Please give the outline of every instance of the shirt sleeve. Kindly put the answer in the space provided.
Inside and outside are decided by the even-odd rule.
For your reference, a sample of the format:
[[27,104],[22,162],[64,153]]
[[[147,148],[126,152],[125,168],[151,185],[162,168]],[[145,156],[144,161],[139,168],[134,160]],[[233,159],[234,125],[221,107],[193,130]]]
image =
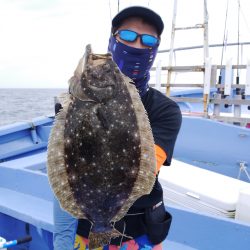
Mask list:
[[155,172],[157,174],[159,172],[161,166],[163,165],[163,163],[167,159],[167,154],[161,147],[159,147],[158,145],[155,145],[155,157],[156,157],[156,170],[155,170]]
[[162,103],[152,115],[151,127],[154,141],[167,155],[163,165],[169,166],[182,122],[180,108],[175,102],[170,100],[165,104]]
[[73,250],[78,220],[64,211],[54,197],[54,250]]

■ ■ ■

:: YOUR OBJECTIVE ::
Copy the records above word for word, leaving out the pictures.

:: ANSWER TO THE EXERCISE ::
Please give the outline of every instance of the shirt sleeve. Kindly put the answer in the space provided.
Inside and outside are decided by the even-odd rule.
For your reference, a sample of the format:
[[27,104],[22,162],[64,153]]
[[[147,148],[126,152],[125,168],[151,185],[162,168]],[[145,156],[144,161],[139,168],[134,160]],[[233,159],[234,125],[221,107],[193,130]]]
image =
Mask list:
[[155,172],[157,174],[159,172],[161,166],[163,165],[163,163],[167,159],[167,154],[161,147],[159,147],[158,145],[155,145],[155,157],[156,157],[156,170],[155,170]]
[[162,103],[152,115],[151,127],[154,141],[167,155],[163,165],[169,166],[182,122],[180,108],[175,102],[170,100],[165,104]]
[[73,250],[78,220],[64,211],[54,197],[54,250]]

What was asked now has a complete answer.